**Passage provided**

And while major networks are being threatened for glorifying anti-government gatherings, falling silent, or are expelled from the country altogether, there is major dialogue forcing through on social media.

In the past 30 days, social media measurement tool Topsy.com has captured more than 18 million tweets mentioning Venezuela, and almost 900,000 referencing Nicolas Maduro alone. Opposition token Leopoldo Lopez has earned 2.4 million Twitter followers, and a photo of injured protesters and police violence tweeted by actor Jared Leto was shared 25,122 times. On Feb. 13, BuzzFeed, darling of the viral Web, wrote a post highlighting social media users who had their images blacked out. The post earned 1,500 Facebook likes. Hashtags like "#VZLAUNIDACONTRAELFASCISMO" and "#SOSVENEZUELA" show both heated discussions between conflicting sides and information on gatherings. They also highlight the problems of independent media in their attempts to cover the developing story. A Google image search of those terms reveals Photoshopped images of police brutality and government officials with the words "fascista," or "fascist." CNN's user-generated news system, iReport, claims to have received 2,700 reports from Venezuela, with 120 of them verified.

According to the Venezuelan embassy in D.C., cellphone use is up over 100 percent, meaning there are more cellphones than citizens in the country, and Venezuelans sent over 59 million text messages in 2012. With such stunning mobile user growth, and a protester base of student activist groups, one would expect a certain amount of information share on social channels, but in the case of Venezuela, it seems that almost all the information leaving, and entering, the country is coming from these grass-roots methods. It's a reminder of my time in Brazil and the lack of coverage in the Western world during those protests. Scanning the pages, channels and websites of the major information sharing networks, the uprising in the Ukraine has taken center stage and Venezuela is reduced to a side note.

Image-grounded pointing data:

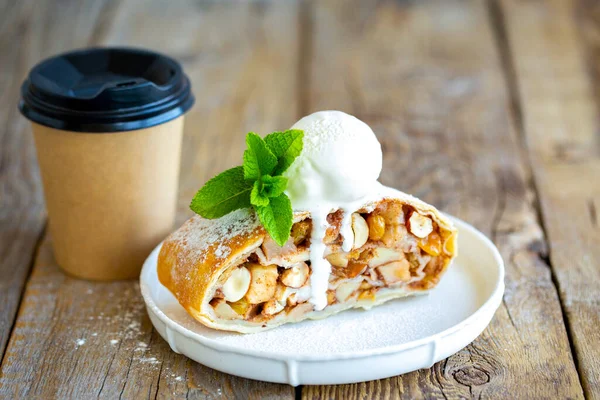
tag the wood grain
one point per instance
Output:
(427, 77)
(25, 35)
(560, 125)
(76, 339)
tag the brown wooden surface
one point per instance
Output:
(485, 109)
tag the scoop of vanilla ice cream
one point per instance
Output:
(340, 161)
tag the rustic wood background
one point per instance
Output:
(487, 109)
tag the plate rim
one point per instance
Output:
(493, 302)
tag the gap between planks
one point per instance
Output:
(498, 24)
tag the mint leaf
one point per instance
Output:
(257, 196)
(258, 159)
(277, 218)
(286, 146)
(273, 186)
(222, 194)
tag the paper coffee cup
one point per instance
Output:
(108, 127)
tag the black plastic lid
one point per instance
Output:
(105, 90)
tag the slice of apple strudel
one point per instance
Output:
(230, 275)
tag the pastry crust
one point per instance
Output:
(193, 258)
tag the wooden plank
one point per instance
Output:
(427, 77)
(77, 339)
(23, 42)
(560, 124)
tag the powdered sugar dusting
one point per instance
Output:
(198, 234)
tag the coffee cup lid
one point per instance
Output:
(105, 90)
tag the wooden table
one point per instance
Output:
(486, 109)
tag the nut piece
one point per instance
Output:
(383, 255)
(263, 283)
(244, 309)
(394, 272)
(338, 259)
(236, 286)
(432, 244)
(376, 226)
(419, 225)
(295, 276)
(346, 289)
(354, 269)
(394, 234)
(223, 310)
(272, 307)
(361, 230)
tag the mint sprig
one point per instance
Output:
(258, 183)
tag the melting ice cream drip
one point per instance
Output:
(337, 169)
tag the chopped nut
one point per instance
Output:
(419, 225)
(331, 297)
(299, 310)
(376, 226)
(393, 214)
(394, 272)
(262, 284)
(365, 285)
(360, 229)
(368, 294)
(338, 260)
(296, 275)
(244, 308)
(236, 286)
(432, 244)
(346, 289)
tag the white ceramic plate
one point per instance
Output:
(397, 337)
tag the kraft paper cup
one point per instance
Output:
(108, 126)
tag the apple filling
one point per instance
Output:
(394, 247)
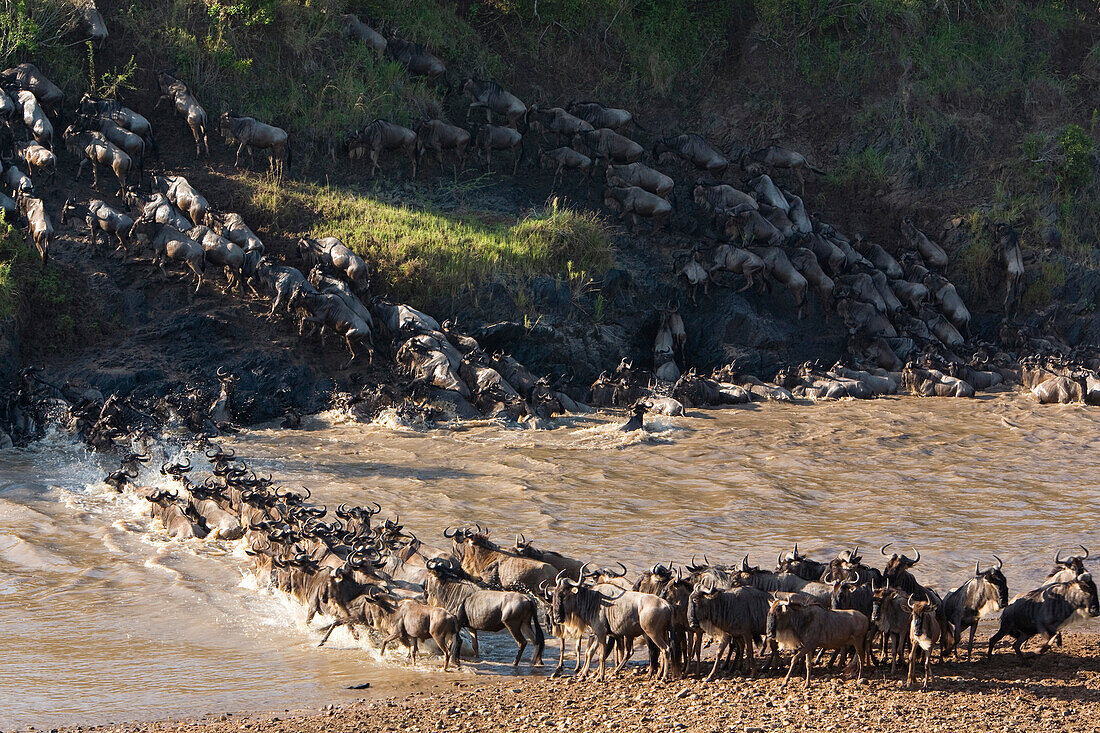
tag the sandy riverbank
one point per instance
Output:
(1059, 692)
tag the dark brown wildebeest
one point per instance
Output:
(437, 137)
(380, 137)
(100, 217)
(800, 623)
(598, 116)
(488, 138)
(28, 77)
(985, 593)
(1045, 611)
(249, 133)
(638, 203)
(416, 58)
(691, 148)
(565, 157)
(35, 119)
(482, 610)
(773, 156)
(37, 159)
(604, 144)
(923, 634)
(494, 98)
(640, 175)
(41, 228)
(556, 121)
(187, 107)
(356, 30)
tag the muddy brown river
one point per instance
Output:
(103, 619)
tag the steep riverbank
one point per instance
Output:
(1059, 692)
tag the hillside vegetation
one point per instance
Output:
(980, 111)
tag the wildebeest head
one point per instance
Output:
(898, 564)
(996, 579)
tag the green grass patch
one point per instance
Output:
(420, 252)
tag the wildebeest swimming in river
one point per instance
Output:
(251, 133)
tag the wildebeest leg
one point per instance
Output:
(714, 668)
(794, 660)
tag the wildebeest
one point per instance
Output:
(171, 243)
(604, 144)
(488, 138)
(494, 98)
(738, 260)
(356, 30)
(100, 217)
(985, 593)
(613, 614)
(329, 312)
(436, 135)
(556, 121)
(779, 157)
(1046, 611)
(482, 610)
(94, 24)
(416, 58)
(380, 137)
(28, 77)
(35, 120)
(132, 143)
(330, 251)
(491, 564)
(638, 203)
(37, 159)
(250, 133)
(565, 157)
(41, 228)
(187, 107)
(737, 617)
(185, 196)
(932, 253)
(692, 149)
(165, 507)
(923, 634)
(598, 116)
(220, 252)
(798, 623)
(640, 175)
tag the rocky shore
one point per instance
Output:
(1058, 692)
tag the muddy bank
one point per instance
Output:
(1059, 692)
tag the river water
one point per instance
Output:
(103, 619)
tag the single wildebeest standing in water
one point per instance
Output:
(187, 107)
(986, 593)
(1045, 611)
(246, 132)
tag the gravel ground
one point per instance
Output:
(1058, 692)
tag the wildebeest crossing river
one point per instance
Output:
(102, 619)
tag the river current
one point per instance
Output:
(103, 619)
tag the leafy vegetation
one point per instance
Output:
(420, 252)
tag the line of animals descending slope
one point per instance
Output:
(906, 321)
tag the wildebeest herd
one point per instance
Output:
(364, 572)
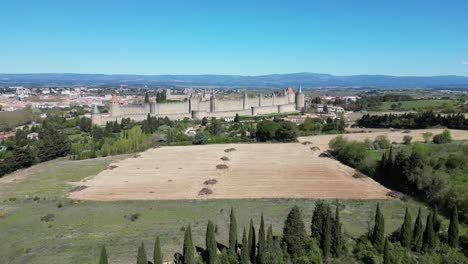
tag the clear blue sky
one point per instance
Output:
(398, 37)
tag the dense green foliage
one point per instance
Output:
(413, 121)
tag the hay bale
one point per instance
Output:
(222, 167)
(210, 182)
(205, 191)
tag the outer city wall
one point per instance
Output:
(197, 108)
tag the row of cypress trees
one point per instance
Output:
(326, 233)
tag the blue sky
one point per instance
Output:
(397, 37)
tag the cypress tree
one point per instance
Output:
(294, 235)
(387, 254)
(269, 244)
(211, 246)
(245, 258)
(429, 236)
(453, 229)
(378, 233)
(337, 239)
(318, 218)
(418, 233)
(261, 255)
(405, 230)
(188, 248)
(103, 259)
(252, 242)
(142, 258)
(233, 232)
(157, 254)
(326, 234)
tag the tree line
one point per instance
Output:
(327, 242)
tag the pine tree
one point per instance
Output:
(318, 218)
(188, 249)
(387, 253)
(405, 231)
(142, 258)
(429, 235)
(103, 259)
(211, 246)
(269, 244)
(326, 234)
(233, 233)
(294, 235)
(252, 242)
(261, 255)
(453, 229)
(337, 239)
(418, 233)
(378, 233)
(157, 254)
(245, 258)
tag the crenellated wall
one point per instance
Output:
(199, 108)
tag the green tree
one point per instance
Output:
(406, 231)
(103, 259)
(429, 238)
(378, 233)
(245, 258)
(453, 229)
(337, 238)
(211, 245)
(387, 253)
(418, 233)
(188, 249)
(294, 235)
(261, 255)
(318, 218)
(252, 242)
(233, 232)
(157, 253)
(326, 238)
(142, 258)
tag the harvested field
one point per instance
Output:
(255, 171)
(321, 141)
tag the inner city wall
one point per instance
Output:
(199, 108)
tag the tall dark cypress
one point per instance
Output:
(406, 230)
(453, 229)
(103, 259)
(245, 258)
(378, 233)
(261, 255)
(429, 235)
(337, 238)
(387, 254)
(157, 253)
(326, 234)
(418, 233)
(294, 235)
(142, 258)
(211, 245)
(318, 218)
(188, 249)
(233, 232)
(252, 242)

**Problems to solve**
**1.** In the passage on Venezuela's protest coverage, swap "gatherings" for "rallies" and write out everything from "And while major" down to "on social media.".
**2.** According to the passage on Venezuela's protest coverage, why would one expect a certain amount of information sharing on social channels there?
**3.** Go on with the passage on Venezuela's protest coverage, starting after its final sentence.

**Answers to the tasks**
**1.**
And while major networks are being threatened for glorifying anti-government rallies, falling silent, or are expelled from the country altogether, there is major dialogue forcing through on social media.

**2.** The passage points to Venezuela's stunning growth in mobile use, with more cellphones than citizens and over 59 million text messages sent in 2012. It also cites a protester base made up of student activist groups.

**3.**
So, what is it about certain regions that attract coverage in the U.S. while others are relegated to DIY sharing? Is the conflict in Kiev so devastating that we can't peel our eyes away, or are we captivated because of the ties to the problems of Sochi and deep-seated U.S. hatred of all things USSR?

Have we simply come to expect conflict in Latin American countries, and so, don't bat an eyelash or lean a click toward headlines about such issues? Or, thanks to independent reporting on the Arab Spring, have we come to utilize social media as a legitimate news feed, satisfying our want for intelligence where this story is concerned? If so, is there a danger in becoming too dependent on unverified media, or perhaps becoming too desensitized to raw images and live streams of killings? Will we eventually look away?

Whatever the reason, it seems evident that some revolutions will never make it past the Web barrier, while others will demand every ounce of attention that we have and feature prominently on the evening news. Social media brings us a lot of fluff, a lot of pomp-and-circumstance and too much information we feel we don't need. However, it also makes the world considerably smaller, creating a human connection between the graphic images we view on the news and the people who are affected. While my smartphone pings with headlines from Sao Paulo, Caracas, Istanbul, Kiev and Sochi, I wonder if we will soon see a day when we can renounce the clutter, broadcast where necessary, and combine these channels to truly activate the visions of change happening around the globe.